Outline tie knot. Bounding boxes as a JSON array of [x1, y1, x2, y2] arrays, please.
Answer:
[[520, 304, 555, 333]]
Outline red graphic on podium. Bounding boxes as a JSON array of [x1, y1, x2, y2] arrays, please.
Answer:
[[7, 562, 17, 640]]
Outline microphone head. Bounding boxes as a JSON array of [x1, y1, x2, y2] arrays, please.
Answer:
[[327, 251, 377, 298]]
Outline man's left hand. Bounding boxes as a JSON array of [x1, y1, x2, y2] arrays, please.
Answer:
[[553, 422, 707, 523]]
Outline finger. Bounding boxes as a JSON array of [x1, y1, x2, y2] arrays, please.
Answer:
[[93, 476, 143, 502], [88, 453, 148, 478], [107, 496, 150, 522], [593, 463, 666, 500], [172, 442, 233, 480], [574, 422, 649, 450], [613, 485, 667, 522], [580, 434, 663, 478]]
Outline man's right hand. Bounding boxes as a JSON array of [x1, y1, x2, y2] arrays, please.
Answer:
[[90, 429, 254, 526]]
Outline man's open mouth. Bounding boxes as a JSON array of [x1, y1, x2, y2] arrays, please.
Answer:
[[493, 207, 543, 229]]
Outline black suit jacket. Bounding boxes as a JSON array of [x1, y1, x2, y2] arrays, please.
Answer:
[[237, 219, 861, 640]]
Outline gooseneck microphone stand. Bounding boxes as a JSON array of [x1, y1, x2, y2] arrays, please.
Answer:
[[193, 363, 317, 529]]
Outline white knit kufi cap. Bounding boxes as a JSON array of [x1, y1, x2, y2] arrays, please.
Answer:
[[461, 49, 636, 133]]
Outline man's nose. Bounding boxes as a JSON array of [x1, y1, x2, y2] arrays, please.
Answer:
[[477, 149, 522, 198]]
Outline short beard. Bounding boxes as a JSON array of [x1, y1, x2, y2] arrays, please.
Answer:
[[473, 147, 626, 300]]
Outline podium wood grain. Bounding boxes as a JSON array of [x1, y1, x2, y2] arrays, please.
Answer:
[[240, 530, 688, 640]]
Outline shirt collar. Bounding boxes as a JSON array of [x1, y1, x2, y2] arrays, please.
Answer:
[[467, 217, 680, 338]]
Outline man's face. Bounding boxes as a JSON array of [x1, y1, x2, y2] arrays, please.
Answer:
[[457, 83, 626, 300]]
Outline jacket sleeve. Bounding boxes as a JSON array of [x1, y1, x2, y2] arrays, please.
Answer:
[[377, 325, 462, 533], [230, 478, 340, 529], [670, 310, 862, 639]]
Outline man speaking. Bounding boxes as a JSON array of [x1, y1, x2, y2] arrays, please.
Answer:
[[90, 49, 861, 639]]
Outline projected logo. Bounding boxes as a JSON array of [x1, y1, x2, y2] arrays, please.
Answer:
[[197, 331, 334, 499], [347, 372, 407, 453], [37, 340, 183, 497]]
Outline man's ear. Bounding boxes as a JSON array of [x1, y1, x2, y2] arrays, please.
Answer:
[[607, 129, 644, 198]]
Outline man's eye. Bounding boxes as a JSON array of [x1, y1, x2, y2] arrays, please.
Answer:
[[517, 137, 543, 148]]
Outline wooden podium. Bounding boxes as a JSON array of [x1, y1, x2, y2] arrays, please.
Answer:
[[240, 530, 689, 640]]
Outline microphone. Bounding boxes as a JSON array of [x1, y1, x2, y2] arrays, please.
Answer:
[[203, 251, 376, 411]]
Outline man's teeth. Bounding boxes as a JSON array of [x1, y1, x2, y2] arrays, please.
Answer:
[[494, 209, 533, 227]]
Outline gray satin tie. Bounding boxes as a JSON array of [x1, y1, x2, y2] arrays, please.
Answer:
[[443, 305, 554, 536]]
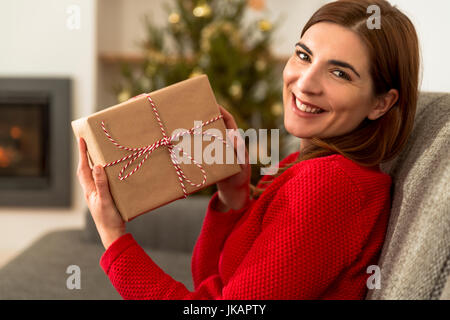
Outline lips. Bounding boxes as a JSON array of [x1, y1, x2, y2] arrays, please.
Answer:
[[292, 94, 327, 112]]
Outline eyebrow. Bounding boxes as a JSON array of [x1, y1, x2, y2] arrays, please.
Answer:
[[295, 42, 361, 78]]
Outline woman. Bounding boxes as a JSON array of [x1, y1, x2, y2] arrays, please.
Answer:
[[78, 0, 419, 299]]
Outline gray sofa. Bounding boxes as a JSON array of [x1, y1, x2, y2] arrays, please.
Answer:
[[0, 93, 450, 299]]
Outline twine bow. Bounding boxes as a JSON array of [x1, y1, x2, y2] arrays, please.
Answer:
[[101, 94, 228, 198]]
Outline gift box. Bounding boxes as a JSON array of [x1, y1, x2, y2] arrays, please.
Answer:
[[72, 75, 241, 221]]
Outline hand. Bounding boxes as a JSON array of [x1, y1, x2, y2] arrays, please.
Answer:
[[216, 106, 251, 212], [77, 138, 125, 249]]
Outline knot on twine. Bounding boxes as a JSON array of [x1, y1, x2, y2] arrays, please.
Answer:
[[101, 94, 228, 198]]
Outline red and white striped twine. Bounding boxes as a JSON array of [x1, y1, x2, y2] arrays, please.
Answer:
[[101, 94, 228, 198]]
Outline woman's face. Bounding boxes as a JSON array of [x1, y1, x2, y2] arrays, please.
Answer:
[[283, 22, 378, 139]]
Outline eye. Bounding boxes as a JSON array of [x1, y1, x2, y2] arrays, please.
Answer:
[[295, 49, 310, 61], [333, 70, 352, 81]]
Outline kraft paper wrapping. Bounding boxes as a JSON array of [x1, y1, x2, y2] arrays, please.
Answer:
[[72, 75, 241, 221]]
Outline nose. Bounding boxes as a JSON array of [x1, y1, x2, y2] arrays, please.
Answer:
[[295, 64, 323, 95]]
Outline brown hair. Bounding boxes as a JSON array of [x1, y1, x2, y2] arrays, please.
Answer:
[[251, 0, 420, 197]]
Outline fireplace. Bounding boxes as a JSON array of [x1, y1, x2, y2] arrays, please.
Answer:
[[0, 78, 71, 207]]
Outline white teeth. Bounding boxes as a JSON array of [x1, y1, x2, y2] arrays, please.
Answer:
[[295, 99, 321, 113]]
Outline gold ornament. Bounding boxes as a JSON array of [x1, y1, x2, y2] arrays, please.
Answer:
[[192, 3, 211, 18], [167, 12, 180, 24], [247, 0, 266, 11], [228, 81, 242, 100], [258, 19, 272, 32], [255, 59, 267, 72]]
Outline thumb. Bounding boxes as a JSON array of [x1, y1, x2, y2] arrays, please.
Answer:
[[93, 165, 110, 198]]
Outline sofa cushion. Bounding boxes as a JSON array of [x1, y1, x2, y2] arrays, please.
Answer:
[[367, 93, 450, 299], [0, 230, 193, 300]]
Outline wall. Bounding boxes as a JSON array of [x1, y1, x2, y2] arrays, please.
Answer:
[[381, 0, 450, 92], [0, 0, 96, 265]]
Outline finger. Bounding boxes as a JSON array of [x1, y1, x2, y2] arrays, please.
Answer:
[[227, 129, 250, 169], [219, 105, 238, 129], [93, 165, 112, 201], [78, 138, 95, 194]]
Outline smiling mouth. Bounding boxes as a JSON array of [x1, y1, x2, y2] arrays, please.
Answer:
[[292, 94, 325, 114]]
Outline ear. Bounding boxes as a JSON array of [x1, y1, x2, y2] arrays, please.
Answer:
[[367, 89, 398, 120]]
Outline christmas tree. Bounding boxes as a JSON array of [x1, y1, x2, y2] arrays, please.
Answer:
[[115, 0, 283, 193]]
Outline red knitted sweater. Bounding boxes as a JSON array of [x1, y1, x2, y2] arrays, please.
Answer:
[[100, 152, 391, 299]]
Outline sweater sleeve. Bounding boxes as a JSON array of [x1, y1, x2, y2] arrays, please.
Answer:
[[191, 192, 254, 288], [100, 192, 254, 300], [101, 163, 361, 299], [222, 162, 364, 300]]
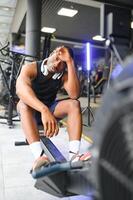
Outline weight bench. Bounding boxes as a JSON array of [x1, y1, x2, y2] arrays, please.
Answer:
[[15, 130, 92, 197], [31, 136, 92, 197]]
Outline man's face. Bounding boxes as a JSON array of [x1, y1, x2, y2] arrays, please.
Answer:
[[47, 50, 64, 73]]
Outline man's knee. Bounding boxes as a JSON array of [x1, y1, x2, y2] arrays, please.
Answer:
[[69, 99, 80, 111], [17, 101, 32, 113]]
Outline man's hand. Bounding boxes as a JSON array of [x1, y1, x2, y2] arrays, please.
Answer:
[[41, 110, 59, 137], [56, 46, 72, 63]]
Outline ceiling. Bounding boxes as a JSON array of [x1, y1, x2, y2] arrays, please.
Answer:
[[0, 0, 133, 54], [0, 0, 17, 45]]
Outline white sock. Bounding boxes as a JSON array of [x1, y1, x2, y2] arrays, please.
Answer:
[[69, 140, 80, 160], [29, 141, 43, 159]]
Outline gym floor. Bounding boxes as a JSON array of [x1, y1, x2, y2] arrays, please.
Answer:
[[0, 98, 100, 200]]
•••
● Your instructions
Arrange the records between the lines holding "Outline thumb. Bounding" and "[[15, 130, 92, 197], [31, 136, 92, 197]]", inclusive, as a two-column CSV with the headers record_text and record_answer. Use one row per record, put each value in a quoted field with line breaks turned into spaces, and leave out the picture markers.

● Task result
record_text,record_answer
"Outline thumb. Bounding boxes as a JSON array of [x1, y1, x2, y2] arrays, please. Answer:","[[93, 165, 110, 198]]"
"Outline sofa cushion. Bounding boxes as a JSON array of [x1, y1, x2, y2] arrays, please. Answer:","[[367, 93, 450, 299], [0, 230, 193, 300]]"
"Outline wall. Bounding boxes as a JSON array of [x1, y1, x2, y2] arrays, please. Answer:","[[381, 0, 450, 92], [0, 0, 96, 265]]"
"Outline finger. Bounding boxes as a JSON array of [x1, y1, x2, y2] arrays, please. Answer:","[[227, 129, 250, 169], [219, 105, 238, 129], [93, 165, 112, 201], [78, 138, 95, 194]]"
"Outline smiling mouth. Bounding boxes as a JSON array of [x1, y1, x2, y2] arrays, please. Answer:","[[292, 94, 325, 114]]"
"Outline ear. Bounding boxes as a JSON array of [x1, y1, x2, y2] arrays, please. Answer:","[[367, 89, 398, 120]]"
"Outline christmas tree. Bounding boxes as a JSON array of [x1, y1, x2, y2] arrays, please. Answer:","[[115, 0, 283, 193]]"
"Outline red knitted sweater. Bounding boxes as a JSON array of [x1, y1, x2, y2] arrays, please. Answer:","[[100, 152, 391, 299]]"
"Outline sweater sleeve. Bounding boxes as a JSON array of [x1, y1, x2, y2] arrays, please. Answer:","[[191, 192, 254, 288], [100, 192, 254, 300], [101, 163, 361, 299], [222, 162, 364, 300]]"
"Outline weight bench. Bounding boxes as a JSON array of [x1, y1, x2, y2] arrays, please. Answer:","[[15, 130, 92, 197], [31, 136, 92, 197]]"